(Text-to-region grounding data)
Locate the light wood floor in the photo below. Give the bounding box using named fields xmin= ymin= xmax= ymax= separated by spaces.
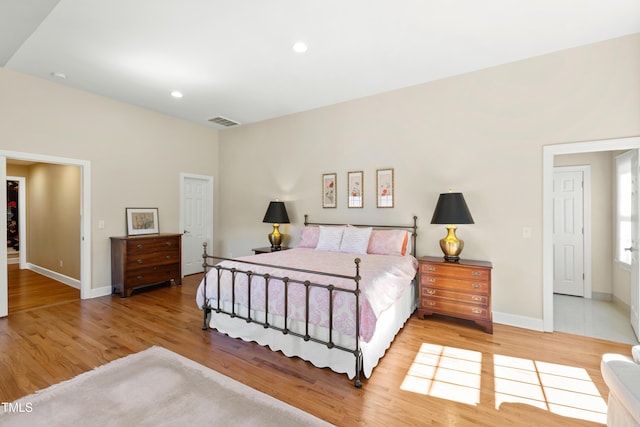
xmin=1 ymin=267 xmax=631 ymax=426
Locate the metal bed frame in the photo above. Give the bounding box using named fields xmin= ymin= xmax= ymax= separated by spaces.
xmin=199 ymin=215 xmax=417 ymax=387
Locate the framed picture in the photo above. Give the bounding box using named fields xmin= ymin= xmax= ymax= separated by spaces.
xmin=322 ymin=173 xmax=337 ymax=208
xmin=376 ymin=168 xmax=394 ymax=208
xmin=126 ymin=208 xmax=159 ymax=235
xmin=348 ymin=171 xmax=363 ymax=208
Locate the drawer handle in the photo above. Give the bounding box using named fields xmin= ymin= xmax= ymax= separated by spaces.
xmin=426 ymin=301 xmax=436 ymax=307
xmin=137 ymin=244 xmax=144 ymax=249
xmin=471 ymin=271 xmax=482 ymax=277
xmin=427 ymin=278 xmax=436 ymax=283
xmin=471 ymin=296 xmax=482 ymax=302
xmin=136 ymin=259 xmax=143 ymax=264
xmin=426 ymin=266 xmax=436 ymax=271
xmin=166 ymin=255 xmax=172 ymax=260
xmin=136 ymin=275 xmax=144 ymax=280
xmin=472 ymin=284 xmax=481 ymax=289
xmin=426 ymin=289 xmax=436 ymax=295
xmin=166 ymin=242 xmax=173 ymax=246
xmin=471 ymin=308 xmax=482 ymax=314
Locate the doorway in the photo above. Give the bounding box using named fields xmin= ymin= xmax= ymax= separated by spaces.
xmin=543 ymin=137 xmax=640 ymax=342
xmin=180 ymin=173 xmax=214 ymax=276
xmin=0 ymin=151 xmax=91 ymax=318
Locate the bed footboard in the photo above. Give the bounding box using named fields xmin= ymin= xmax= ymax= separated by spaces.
xmin=199 ymin=242 xmax=364 ymax=388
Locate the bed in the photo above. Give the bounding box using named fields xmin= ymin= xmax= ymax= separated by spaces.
xmin=196 ymin=215 xmax=418 ymax=387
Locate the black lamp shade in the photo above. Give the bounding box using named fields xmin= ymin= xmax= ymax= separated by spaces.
xmin=431 ymin=193 xmax=474 ymax=225
xmin=262 ymin=201 xmax=290 ymax=224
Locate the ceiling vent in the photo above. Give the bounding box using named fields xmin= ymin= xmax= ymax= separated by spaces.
xmin=208 ymin=116 xmax=240 ymax=127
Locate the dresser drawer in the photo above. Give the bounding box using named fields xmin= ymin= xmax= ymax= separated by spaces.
xmin=420 ymin=262 xmax=490 ymax=282
xmin=420 ymin=275 xmax=489 ymax=294
xmin=126 ymin=236 xmax=181 ymax=255
xmin=126 ymin=264 xmax=180 ymax=287
xmin=421 ymin=298 xmax=490 ymax=321
xmin=125 ymin=250 xmax=180 ymax=270
xmin=421 ymin=287 xmax=489 ymax=306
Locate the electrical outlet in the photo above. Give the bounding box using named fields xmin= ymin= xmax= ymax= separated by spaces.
xmin=59 ymin=260 xmax=63 ymax=267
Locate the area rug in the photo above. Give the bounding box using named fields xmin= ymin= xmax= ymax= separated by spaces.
xmin=0 ymin=346 xmax=333 ymax=427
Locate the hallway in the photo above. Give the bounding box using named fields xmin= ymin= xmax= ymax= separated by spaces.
xmin=554 ymin=293 xmax=639 ymax=345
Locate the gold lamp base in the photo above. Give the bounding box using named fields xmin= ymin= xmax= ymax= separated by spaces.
xmin=439 ymin=225 xmax=464 ymax=262
xmin=268 ymin=223 xmax=282 ymax=251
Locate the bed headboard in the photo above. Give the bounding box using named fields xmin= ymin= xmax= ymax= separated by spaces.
xmin=303 ymin=214 xmax=418 ymax=258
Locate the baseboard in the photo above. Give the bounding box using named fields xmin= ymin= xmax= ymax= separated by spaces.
xmin=89 ymin=285 xmax=112 ymax=298
xmin=27 ymin=263 xmax=80 ymax=289
xmin=493 ymin=311 xmax=544 ymax=332
xmin=592 ymin=292 xmax=612 ymax=301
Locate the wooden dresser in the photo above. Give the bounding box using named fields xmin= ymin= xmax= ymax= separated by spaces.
xmin=417 ymin=256 xmax=493 ymax=333
xmin=110 ymin=234 xmax=182 ymax=298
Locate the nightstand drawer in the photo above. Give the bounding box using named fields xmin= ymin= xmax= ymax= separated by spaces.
xmin=420 ymin=263 xmax=490 ymax=281
xmin=419 ymin=275 xmax=489 ymax=294
xmin=421 ymin=287 xmax=489 ymax=306
xmin=421 ymin=298 xmax=490 ymax=321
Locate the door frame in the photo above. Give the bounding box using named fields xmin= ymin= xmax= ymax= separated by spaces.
xmin=552 ymin=165 xmax=592 ymax=299
xmin=543 ymin=136 xmax=640 ymax=332
xmin=0 ymin=151 xmax=91 ymax=318
xmin=179 ymin=173 xmax=214 ymax=276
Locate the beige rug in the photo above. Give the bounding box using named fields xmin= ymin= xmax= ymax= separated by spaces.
xmin=0 ymin=346 xmax=333 ymax=427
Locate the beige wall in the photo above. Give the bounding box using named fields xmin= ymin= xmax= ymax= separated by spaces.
xmin=217 ymin=33 xmax=640 ymax=325
xmin=0 ymin=68 xmax=220 ymax=291
xmin=554 ymin=152 xmax=613 ymax=298
xmin=28 ymin=163 xmax=81 ymax=279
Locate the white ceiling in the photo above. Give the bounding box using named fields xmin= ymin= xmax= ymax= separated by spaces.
xmin=2 ymin=0 xmax=640 ymax=130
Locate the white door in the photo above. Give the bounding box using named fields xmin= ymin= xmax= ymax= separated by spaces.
xmin=630 ymin=150 xmax=640 ymax=339
xmin=181 ymin=174 xmax=213 ymax=276
xmin=553 ymin=169 xmax=585 ymax=296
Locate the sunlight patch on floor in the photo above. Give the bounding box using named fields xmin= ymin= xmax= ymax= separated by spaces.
xmin=401 ymin=343 xmax=607 ymax=424
xmin=400 ymin=343 xmax=482 ymax=405
xmin=494 ymin=355 xmax=607 ymax=424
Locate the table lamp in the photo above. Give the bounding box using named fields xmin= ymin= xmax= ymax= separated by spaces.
xmin=262 ymin=201 xmax=290 ymax=251
xmin=430 ymin=192 xmax=474 ymax=262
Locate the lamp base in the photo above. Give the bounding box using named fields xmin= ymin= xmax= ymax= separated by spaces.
xmin=268 ymin=224 xmax=282 ymax=251
xmin=439 ymin=225 xmax=464 ymax=262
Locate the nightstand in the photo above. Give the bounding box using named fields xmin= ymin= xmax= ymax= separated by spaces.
xmin=252 ymin=247 xmax=288 ymax=255
xmin=417 ymin=256 xmax=493 ymax=333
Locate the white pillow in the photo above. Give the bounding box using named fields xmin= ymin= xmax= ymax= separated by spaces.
xmin=315 ymin=226 xmax=345 ymax=252
xmin=633 ymin=345 xmax=640 ymax=364
xmin=339 ymin=227 xmax=372 ymax=254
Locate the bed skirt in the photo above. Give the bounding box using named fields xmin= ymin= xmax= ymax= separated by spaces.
xmin=206 ymin=280 xmax=417 ymax=379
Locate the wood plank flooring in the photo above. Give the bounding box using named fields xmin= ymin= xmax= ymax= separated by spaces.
xmin=0 ymin=267 xmax=631 ymax=426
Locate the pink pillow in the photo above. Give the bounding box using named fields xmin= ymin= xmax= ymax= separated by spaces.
xmin=297 ymin=226 xmax=320 ymax=248
xmin=367 ymin=229 xmax=408 ymax=256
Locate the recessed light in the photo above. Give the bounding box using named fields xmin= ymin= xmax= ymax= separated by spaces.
xmin=171 ymin=90 xmax=183 ymax=98
xmin=51 ymin=72 xmax=67 ymax=79
xmin=292 ymin=42 xmax=308 ymax=53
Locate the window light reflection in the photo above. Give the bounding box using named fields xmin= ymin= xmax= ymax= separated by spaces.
xmin=401 ymin=344 xmax=607 ymax=425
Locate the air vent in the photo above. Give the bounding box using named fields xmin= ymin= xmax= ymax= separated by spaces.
xmin=208 ymin=116 xmax=240 ymax=127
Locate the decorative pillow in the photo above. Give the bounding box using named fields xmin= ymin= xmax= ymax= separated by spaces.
xmin=367 ymin=229 xmax=408 ymax=256
xmin=315 ymin=226 xmax=345 ymax=252
xmin=297 ymin=226 xmax=320 ymax=248
xmin=339 ymin=226 xmax=372 ymax=254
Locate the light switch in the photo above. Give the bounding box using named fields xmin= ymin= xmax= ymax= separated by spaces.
xmin=98 ymin=220 xmax=105 ymax=229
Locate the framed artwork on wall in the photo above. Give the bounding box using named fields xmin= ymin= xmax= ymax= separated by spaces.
xmin=347 ymin=171 xmax=363 ymax=208
xmin=126 ymin=207 xmax=159 ymax=235
xmin=322 ymin=173 xmax=337 ymax=208
xmin=376 ymin=168 xmax=394 ymax=208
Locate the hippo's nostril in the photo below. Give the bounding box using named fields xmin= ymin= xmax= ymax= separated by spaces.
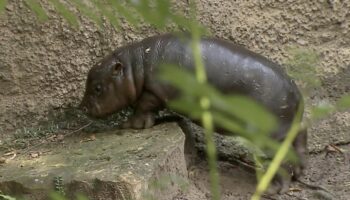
xmin=79 ymin=103 xmax=88 ymax=113
xmin=82 ymin=106 xmax=88 ymax=113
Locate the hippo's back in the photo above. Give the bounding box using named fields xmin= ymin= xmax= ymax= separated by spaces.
xmin=144 ymin=34 xmax=302 ymax=120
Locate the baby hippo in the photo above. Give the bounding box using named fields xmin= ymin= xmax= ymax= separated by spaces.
xmin=80 ymin=33 xmax=307 ymax=194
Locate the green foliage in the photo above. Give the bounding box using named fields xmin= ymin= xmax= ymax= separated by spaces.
xmin=49 ymin=192 xmax=66 ymax=200
xmin=49 ymin=192 xmax=88 ymax=200
xmin=310 ymin=94 xmax=350 ymax=120
xmin=91 ymin=0 xmax=120 ymax=29
xmin=286 ymin=47 xmax=321 ymax=90
xmin=24 ymin=0 xmax=49 ymax=22
xmin=310 ymin=101 xmax=335 ymax=120
xmin=337 ymin=95 xmax=350 ymax=110
xmin=0 ymin=194 xmax=16 ymax=200
xmin=0 ymin=0 xmax=7 ymax=14
xmin=48 ymin=0 xmax=79 ymax=28
xmin=17 ymin=0 xmax=206 ymax=34
xmin=53 ymin=176 xmax=65 ymax=196
xmin=70 ymin=0 xmax=103 ymax=28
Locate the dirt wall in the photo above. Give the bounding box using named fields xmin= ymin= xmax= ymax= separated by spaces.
xmin=0 ymin=0 xmax=349 ymax=144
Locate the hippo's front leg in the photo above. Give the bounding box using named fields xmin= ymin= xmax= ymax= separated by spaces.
xmin=121 ymin=91 xmax=163 ymax=129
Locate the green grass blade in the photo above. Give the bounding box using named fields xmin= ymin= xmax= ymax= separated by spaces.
xmin=190 ymin=25 xmax=220 ymax=200
xmin=48 ymin=0 xmax=79 ymax=28
xmin=0 ymin=0 xmax=7 ymax=14
xmin=24 ymin=0 xmax=49 ymax=22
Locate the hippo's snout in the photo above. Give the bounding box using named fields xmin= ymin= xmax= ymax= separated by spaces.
xmin=79 ymin=97 xmax=90 ymax=114
xmin=80 ymin=105 xmax=89 ymax=114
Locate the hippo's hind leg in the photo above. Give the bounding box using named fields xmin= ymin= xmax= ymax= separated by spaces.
xmin=265 ymin=122 xmax=308 ymax=194
xmin=292 ymin=128 xmax=308 ymax=179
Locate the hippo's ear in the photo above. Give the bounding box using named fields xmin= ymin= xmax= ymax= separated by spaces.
xmin=111 ymin=61 xmax=123 ymax=76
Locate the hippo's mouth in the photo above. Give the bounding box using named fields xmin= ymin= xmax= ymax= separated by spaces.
xmin=86 ymin=103 xmax=123 ymax=119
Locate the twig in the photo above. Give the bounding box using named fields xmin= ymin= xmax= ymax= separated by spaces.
xmin=328 ymin=144 xmax=344 ymax=154
xmin=309 ymin=141 xmax=350 ymax=155
xmin=62 ymin=121 xmax=92 ymax=137
xmin=285 ymin=193 xmax=306 ymax=200
xmin=261 ymin=194 xmax=277 ymax=200
xmin=297 ymin=179 xmax=333 ymax=195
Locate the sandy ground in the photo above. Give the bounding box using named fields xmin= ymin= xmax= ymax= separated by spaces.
xmin=174 ymin=143 xmax=350 ymax=200
xmin=1 ymin=118 xmax=349 ymax=200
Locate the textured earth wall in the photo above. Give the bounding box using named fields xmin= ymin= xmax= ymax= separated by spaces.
xmin=0 ymin=0 xmax=349 ymax=141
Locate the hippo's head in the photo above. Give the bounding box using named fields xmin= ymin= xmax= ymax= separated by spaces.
xmin=79 ymin=53 xmax=137 ymax=118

> Try it:
Copy out the lines above, from the one holding "Locate the textured" through the final line, with no other lines.

> Reply to the task:
Locate the textured earth wall in the photo above. Give the bounding box using named fields xmin= ymin= xmax= ymax= separated by spaces.
xmin=0 ymin=0 xmax=349 ymax=141
Locate the hippo's head in the photo above. Give the bounding box using named fields xmin= ymin= xmax= ymax= separated by spaces.
xmin=79 ymin=53 xmax=137 ymax=118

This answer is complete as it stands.